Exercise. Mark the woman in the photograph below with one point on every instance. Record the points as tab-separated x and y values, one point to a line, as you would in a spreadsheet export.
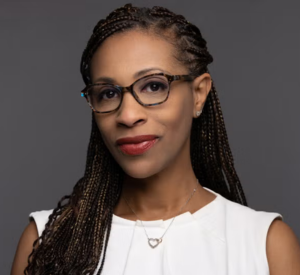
160	194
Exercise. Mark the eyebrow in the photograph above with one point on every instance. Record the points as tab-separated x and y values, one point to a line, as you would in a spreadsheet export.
136	75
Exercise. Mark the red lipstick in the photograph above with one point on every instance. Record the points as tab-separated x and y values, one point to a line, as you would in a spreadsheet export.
136	145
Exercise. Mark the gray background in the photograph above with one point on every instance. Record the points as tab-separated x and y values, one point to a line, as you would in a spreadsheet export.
45	124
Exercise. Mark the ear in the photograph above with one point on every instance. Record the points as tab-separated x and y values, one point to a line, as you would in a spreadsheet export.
201	88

◇ ◇ ◇ ◇ ◇ ◇ ◇

Reproduce the whole listing above word for word, leaving out the picture.

Exercise. Mark the woman in the photograph below with one point on every instance. Record the points as tab-separated x and y values, one point to a line, as you would in a spreadsheet export.
160	194
Exercise. Mark the eyebrow in the photograph above with one point on every instance. Record the points as tab-separated x and y values, one point to a line, as you would in a spreadsheet export.
136	75
Exercise. Mark the red lipstick in the photograph above with one point on every instance. Record the points as tab-separated x and y values, one point to a line, as you would in a spreadsheet export.
136	145
Exercise. Mark the gray background in the photograph above with one point on every instance. Record the points as tab-separated x and y values, one point to a line, as you would in a spreadsheet export.
45	124
Exercise. Mark the ear in the photograph above with one point on every instance. Record the points as tab-separated x and y values, one point to a line, as you would in a spreadsheet export.
201	88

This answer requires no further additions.